Supplied entries
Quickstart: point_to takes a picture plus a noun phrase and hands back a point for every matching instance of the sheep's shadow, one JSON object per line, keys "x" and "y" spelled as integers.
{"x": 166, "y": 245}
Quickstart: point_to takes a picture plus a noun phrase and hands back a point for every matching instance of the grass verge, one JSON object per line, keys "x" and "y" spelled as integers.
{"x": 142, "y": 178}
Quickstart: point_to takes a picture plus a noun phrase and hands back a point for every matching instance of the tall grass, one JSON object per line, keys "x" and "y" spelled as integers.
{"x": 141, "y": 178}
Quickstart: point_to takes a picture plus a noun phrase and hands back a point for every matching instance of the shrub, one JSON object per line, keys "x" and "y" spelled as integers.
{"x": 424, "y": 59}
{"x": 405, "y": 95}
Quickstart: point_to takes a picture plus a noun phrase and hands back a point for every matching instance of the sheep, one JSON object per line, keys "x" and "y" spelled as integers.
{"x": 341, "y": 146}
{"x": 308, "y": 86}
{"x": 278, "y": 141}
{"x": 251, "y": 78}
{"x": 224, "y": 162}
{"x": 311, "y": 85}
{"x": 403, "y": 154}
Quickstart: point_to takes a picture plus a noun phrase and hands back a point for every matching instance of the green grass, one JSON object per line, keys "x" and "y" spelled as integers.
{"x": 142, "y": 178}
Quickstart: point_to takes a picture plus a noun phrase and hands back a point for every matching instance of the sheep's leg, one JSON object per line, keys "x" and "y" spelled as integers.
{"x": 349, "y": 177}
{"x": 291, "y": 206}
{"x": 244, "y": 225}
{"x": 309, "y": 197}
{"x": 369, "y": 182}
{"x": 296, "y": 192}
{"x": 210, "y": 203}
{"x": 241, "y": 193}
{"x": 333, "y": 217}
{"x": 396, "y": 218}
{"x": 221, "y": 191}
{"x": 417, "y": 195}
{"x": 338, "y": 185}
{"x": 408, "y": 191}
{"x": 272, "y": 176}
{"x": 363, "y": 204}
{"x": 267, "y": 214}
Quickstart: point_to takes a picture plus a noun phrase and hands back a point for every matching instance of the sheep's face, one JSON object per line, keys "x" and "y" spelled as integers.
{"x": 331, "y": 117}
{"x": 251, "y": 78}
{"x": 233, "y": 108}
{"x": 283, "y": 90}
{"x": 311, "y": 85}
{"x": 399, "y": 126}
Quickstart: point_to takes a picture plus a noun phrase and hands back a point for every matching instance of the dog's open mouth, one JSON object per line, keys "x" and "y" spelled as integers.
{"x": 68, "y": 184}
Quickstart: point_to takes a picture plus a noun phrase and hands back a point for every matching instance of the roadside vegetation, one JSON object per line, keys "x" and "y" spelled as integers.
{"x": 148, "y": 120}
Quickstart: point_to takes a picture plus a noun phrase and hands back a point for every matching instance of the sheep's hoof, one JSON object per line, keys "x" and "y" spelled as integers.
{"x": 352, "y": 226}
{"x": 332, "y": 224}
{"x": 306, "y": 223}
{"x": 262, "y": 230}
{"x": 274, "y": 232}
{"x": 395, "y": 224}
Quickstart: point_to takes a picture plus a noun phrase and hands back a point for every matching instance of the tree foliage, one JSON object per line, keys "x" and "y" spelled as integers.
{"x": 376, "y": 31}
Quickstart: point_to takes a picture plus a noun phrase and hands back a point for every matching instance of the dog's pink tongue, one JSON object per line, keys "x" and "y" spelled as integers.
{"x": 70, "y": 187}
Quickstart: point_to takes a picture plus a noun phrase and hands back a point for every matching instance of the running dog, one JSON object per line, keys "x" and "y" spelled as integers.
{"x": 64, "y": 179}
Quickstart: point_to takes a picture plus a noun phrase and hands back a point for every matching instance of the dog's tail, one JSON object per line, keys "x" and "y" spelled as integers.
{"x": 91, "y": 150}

Problem to solve
Would you reproduce every record above exactly as it appears?

Result for this exercise
Quickstart: point_to takes a picture plus a noun phrase and hands back a point for every matching instance of the sheep's shadow, one JSON object per line, keys "x" and "y" spelled as integers.
{"x": 166, "y": 245}
Quickstart: point_to takes a picture plus a noun phrase and hands back a point for every matching instance of the grass verge, one JSON object per line, keys "x" and "y" spelled as integers.
{"x": 142, "y": 178}
Quickstart: point_to takes a picture plus a noun phrase and hands back a point for every matching instance of the tall grass, one JSON object per line, keys "x" and "y" spelled as integers.
{"x": 141, "y": 178}
Quickstart: point_to takes a picture plus a noun phrase and hands back a point for every matching instance of the shrub, one JSON object per line, keys "x" and "y" spelled as integers.
{"x": 424, "y": 59}
{"x": 405, "y": 95}
Quickstart: point_to takes a picture plus a noun phrase and hands back a point for every matching instance of the sheep, one JSON object per line, keys "x" and "y" spelled as integers.
{"x": 341, "y": 146}
{"x": 308, "y": 86}
{"x": 278, "y": 141}
{"x": 251, "y": 78}
{"x": 224, "y": 162}
{"x": 311, "y": 85}
{"x": 403, "y": 154}
Quickstart: point_to takes a picture plus a noun phrase and hands back a point for every matching instance of the green grass, one JSON object per line, keys "x" and "y" spelled as integers.
{"x": 142, "y": 178}
Quickstart: point_to takes a picture plus a noun phrase and hands back a point for every matching instance of the sheep's leg, one JSON object per line, keys "x" and "y" spelled as integers.
{"x": 349, "y": 177}
{"x": 291, "y": 206}
{"x": 244, "y": 225}
{"x": 309, "y": 197}
{"x": 369, "y": 182}
{"x": 296, "y": 192}
{"x": 210, "y": 203}
{"x": 241, "y": 193}
{"x": 333, "y": 217}
{"x": 396, "y": 218}
{"x": 221, "y": 191}
{"x": 417, "y": 195}
{"x": 338, "y": 185}
{"x": 408, "y": 191}
{"x": 272, "y": 176}
{"x": 363, "y": 204}
{"x": 267, "y": 214}
Quickstart: point_to takes a picture plus a noun phrase and hands back a point for every matching instance of the sheep's face, one JSON object per line, keys "x" and "y" spelled as integers.
{"x": 331, "y": 117}
{"x": 251, "y": 78}
{"x": 233, "y": 108}
{"x": 283, "y": 90}
{"x": 311, "y": 85}
{"x": 399, "y": 126}
Quickstart: point_to takes a picture plus a noun phrase and hands back a point for every matching instance of the dog's open mouth, one JSON object per line, keys "x" and "y" spelled as integers.
{"x": 68, "y": 184}
Quickstart: point_to takes a picture plus a noun phrase and hands back a point for every matching instance of the roadside vegetation, one JSON object per line, keys "x" and "y" spelled as integers.
{"x": 148, "y": 120}
Quickstart: point_to takes a picture plus a noun phrase and hands back a point for every matching instance of the sheep's hoof, one JSON object per line, keys "x" and "y" spelled as integers.
{"x": 352, "y": 226}
{"x": 332, "y": 224}
{"x": 306, "y": 223}
{"x": 262, "y": 230}
{"x": 274, "y": 232}
{"x": 395, "y": 224}
Quickstart: point_to takes a picture plus a noun phrase and hands back a point for every matching instance of the tree foliage, one JSON object per line, keys "x" and "y" spelled as integers.
{"x": 376, "y": 31}
Quickstart: point_to takes a picture plus a noun phrase and hands back a point for every matching instance of the dog's pink tongue, one JSON object per line, keys "x" and "y" spelled as integers.
{"x": 70, "y": 187}
Quickstart: point_to takes a picture plus a noun phrase and hands back a point for every matching instance of the running dog, one JSON object per line, keys "x" and "y" spelled as integers.
{"x": 64, "y": 179}
Quickstart: point_to takes a picture plus a noun phrase and hands back a point for every matching instance of the dog's tail, one JSON object per line, keys "x" and "y" spelled as integers.
{"x": 91, "y": 150}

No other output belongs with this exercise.